**DATA TO PROCESS**
----------------

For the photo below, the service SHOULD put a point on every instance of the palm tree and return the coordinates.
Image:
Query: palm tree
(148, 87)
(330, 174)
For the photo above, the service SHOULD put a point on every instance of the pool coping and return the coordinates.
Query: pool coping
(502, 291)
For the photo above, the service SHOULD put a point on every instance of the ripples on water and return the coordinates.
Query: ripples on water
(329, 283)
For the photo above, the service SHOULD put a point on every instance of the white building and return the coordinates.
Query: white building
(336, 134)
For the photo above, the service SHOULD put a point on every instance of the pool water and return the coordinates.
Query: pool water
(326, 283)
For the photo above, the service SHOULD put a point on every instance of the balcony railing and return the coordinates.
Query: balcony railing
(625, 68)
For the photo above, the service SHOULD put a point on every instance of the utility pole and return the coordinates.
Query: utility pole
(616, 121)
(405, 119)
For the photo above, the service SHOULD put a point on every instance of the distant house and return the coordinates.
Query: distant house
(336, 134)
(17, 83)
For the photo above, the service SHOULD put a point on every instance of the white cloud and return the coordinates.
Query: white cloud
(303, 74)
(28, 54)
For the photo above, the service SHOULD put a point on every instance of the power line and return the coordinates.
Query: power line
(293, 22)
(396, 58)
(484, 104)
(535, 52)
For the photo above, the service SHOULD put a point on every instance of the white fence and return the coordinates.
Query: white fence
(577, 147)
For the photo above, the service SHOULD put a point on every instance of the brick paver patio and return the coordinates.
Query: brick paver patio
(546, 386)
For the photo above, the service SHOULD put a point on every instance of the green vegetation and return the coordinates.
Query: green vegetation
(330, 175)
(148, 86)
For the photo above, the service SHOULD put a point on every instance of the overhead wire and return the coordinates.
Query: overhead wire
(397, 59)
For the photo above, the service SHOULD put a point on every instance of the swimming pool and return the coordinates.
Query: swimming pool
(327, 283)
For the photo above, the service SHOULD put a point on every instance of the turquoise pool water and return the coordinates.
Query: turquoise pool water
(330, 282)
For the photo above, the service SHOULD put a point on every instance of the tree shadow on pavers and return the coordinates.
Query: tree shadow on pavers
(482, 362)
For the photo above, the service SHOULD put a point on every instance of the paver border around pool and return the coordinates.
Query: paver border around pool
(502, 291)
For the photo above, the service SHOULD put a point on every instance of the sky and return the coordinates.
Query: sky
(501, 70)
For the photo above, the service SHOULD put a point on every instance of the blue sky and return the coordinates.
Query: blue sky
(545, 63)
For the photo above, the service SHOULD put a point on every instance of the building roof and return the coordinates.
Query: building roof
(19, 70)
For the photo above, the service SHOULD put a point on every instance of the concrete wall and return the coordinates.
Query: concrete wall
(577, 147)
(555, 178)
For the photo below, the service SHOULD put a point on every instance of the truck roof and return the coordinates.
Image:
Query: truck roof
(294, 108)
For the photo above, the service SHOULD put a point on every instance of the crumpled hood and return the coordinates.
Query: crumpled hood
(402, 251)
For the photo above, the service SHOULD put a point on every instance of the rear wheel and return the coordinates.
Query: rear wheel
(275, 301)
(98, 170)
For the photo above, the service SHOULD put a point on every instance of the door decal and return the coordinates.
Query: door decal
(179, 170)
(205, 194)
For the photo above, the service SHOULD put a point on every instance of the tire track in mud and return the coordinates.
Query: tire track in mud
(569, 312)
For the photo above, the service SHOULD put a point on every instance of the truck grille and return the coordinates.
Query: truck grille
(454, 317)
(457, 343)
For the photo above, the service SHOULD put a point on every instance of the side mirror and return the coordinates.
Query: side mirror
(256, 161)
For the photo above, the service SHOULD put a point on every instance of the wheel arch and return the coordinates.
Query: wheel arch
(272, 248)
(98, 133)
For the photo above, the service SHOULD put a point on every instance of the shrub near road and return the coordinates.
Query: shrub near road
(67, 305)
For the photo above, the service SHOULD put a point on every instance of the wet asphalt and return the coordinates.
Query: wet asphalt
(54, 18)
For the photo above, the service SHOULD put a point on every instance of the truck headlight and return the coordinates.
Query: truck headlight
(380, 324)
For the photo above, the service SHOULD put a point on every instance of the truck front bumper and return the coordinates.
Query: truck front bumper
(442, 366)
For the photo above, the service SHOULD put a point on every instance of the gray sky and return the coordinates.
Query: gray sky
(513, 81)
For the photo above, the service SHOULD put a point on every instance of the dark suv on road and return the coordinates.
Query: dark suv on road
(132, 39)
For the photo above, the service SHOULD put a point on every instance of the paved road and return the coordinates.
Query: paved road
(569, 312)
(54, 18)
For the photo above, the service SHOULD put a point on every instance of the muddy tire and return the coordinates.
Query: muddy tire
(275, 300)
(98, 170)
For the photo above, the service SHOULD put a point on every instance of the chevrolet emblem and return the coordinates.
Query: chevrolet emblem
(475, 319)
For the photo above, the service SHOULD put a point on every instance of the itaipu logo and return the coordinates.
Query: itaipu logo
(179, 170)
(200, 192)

----------------

**WHAT IS EXPECTED**
Give back the data above exactly, so that every line matches.

**TASK RESPONSE**
For the photo below, the service SHOULD put a point on every instance of the palm tree and return the coordinates.
Image:
Query: palm tree
(148, 87)
(330, 174)
For the photo above, the service SHOULD put a point on every instance of the pool coping and return the coordinates.
Query: pool coping
(502, 291)
For the photo above, the service SHOULD put a point on every instance of the ripples on water and return the coordinates.
Query: ripples on water
(329, 283)
For the photo above, the service SHOULD put a point on every instance of the white building and return the coordinates.
Query: white building
(336, 134)
For the photo above, the service SHOULD put a point on every instance of the pool water and return the coordinates.
Query: pool water
(326, 283)
For the photo above, the service SHOULD put a point on every instance of the balcony railing and return the coordinates.
Query: balcony railing
(625, 68)
For the photo above, the service SHOULD put a point on every instance of the utility pole and return the coordinates.
Query: utility pole
(616, 121)
(405, 119)
For the photo above, the service SHOULD put a point on every instance of the distant house and return the coordinates.
Query: distant house
(336, 134)
(17, 83)
For the photo above, the service SHOULD put a point on every instance of the white cloud and return the coordinates.
Query: white cloud
(303, 74)
(28, 54)
For the photo above, the service SHOULD put a point on every instance of the power line and return the coordinates.
Query: power line
(293, 22)
(396, 58)
(484, 104)
(535, 52)
For the photo above, the service SHOULD put a point on every instance of the white fence and return the coordinates.
Query: white fence
(577, 147)
For the photo above, the service SHOULD put a point on every instance of the brick paver patio and return the coordinates.
Query: brick paver patio
(546, 386)
For the photo above, the service SHOULD put a point on every instance of the green vegetation and return the coordinates.
Query: green vegetation
(330, 175)
(148, 86)
For the photo above, the service SHOULD put a point on every instance of the overhead wire and return the coordinates.
Query: overhead wire
(397, 59)
For the photo above, the service SHOULD put a point on every instance of the swimming pool and return the coordinates.
Query: swimming pool
(327, 283)
For the photo above, the service SHOULD put a point on every instance of the turquoise pool water and return the coordinates.
Query: turquoise pool water
(330, 282)
For the photo above, the service SHOULD put a point on every instance of the tree shadow on pavers and return the coordinates.
Query: tree shadow on pavers
(482, 362)
For the photo above, the service SHOULD put a point on every instance of the paver border around pool and return the coordinates.
Query: paver border around pool
(502, 291)
For the photo above, the service SHOULD put a point on every instance of the sky and return the coordinates.
Query: sky
(501, 70)
For the photo above, the service SHOULD put a point on every instance of the blue sky and return the coordinates.
Query: blue sky
(545, 63)
For the photo above, the service SHOULD put a point on every instance of the building roof and return the coordinates.
Query: building roof
(19, 70)
For the photo above, the service SHOULD put a point on every instance of the concrete wall and return the coordinates.
Query: concrete wall
(577, 147)
(555, 178)
For the photo below, the service SHOULD put a point on every instance of the truck roof and return the coordinates.
Image:
Query: truck roof
(294, 108)
For the photo above, the service SHOULD put a point on every instance of the crumpled hood and return the coordinates.
Query: crumpled hood
(402, 251)
For the photo above, the service SHOULD put a point on every instance of the rear wheel and return the coordinates.
Query: rear wheel
(275, 301)
(98, 170)
For the photo above, the service SHOULD put a point on every instance of the door decal and return the coordinates.
Query: door decal
(179, 170)
(205, 194)
For the photo above, the service SHOULD put a point on every instance of the tire track in mud and return the coordinates.
Query: tire track in mud
(569, 312)
For the photo above, the service SHOULD put a point on every instance of the truck grille and return the coordinates.
Query: truck grille
(454, 317)
(457, 343)
For the photo above, the service SHOULD put a point on every instance of the side mirror and return the coordinates.
Query: side mirror
(256, 161)
For the photo above, the service SHOULD put a point on every instance of the wheel arch and return the coordinates.
Query: wheel arch
(272, 248)
(98, 133)
For the photo above, the service SHOULD put a point on every instance of the shrub near road and return the coordinates.
Query: shrub near road
(67, 305)
For the photo above, the service SHOULD put a point on every instance of the wet asphalt and return the coordinates.
Query: wet asphalt
(54, 18)
For the photo above, the service SHOULD put a point on every instance of the truck headlight and return the coordinates.
Query: truck headlight
(380, 324)
For the photo above, the service SHOULD put a point on every instance of the truck front bumper and return the coordinates.
Query: truck front bumper
(442, 366)
For the photo above, the service SHOULD put a point on every instance of the gray sky and return the coordinates.
Query: gray sky
(513, 81)
For the photo above, the service SHOULD put a point on every instance of the dark suv on road and return the coordinates.
Query: dark suv on road
(132, 39)
For the photo above, the service SHOULD put a point on every instance of the paved road and return the coordinates.
Query: paved road
(569, 312)
(54, 18)
For the photo above, the service SHOULD put a point on every instance of the muddy tire and return the coordinates.
Query: muddy tire
(275, 300)
(98, 170)
For the photo above, the service SHOULD put a point on every instance of the chevrolet emblem and return the coordinates.
Query: chevrolet emblem
(475, 319)
For the photo above, the service SHOULD put a point on every instance of the itaipu logo and return the coordinates.
Query: itaipu logo
(179, 170)
(200, 192)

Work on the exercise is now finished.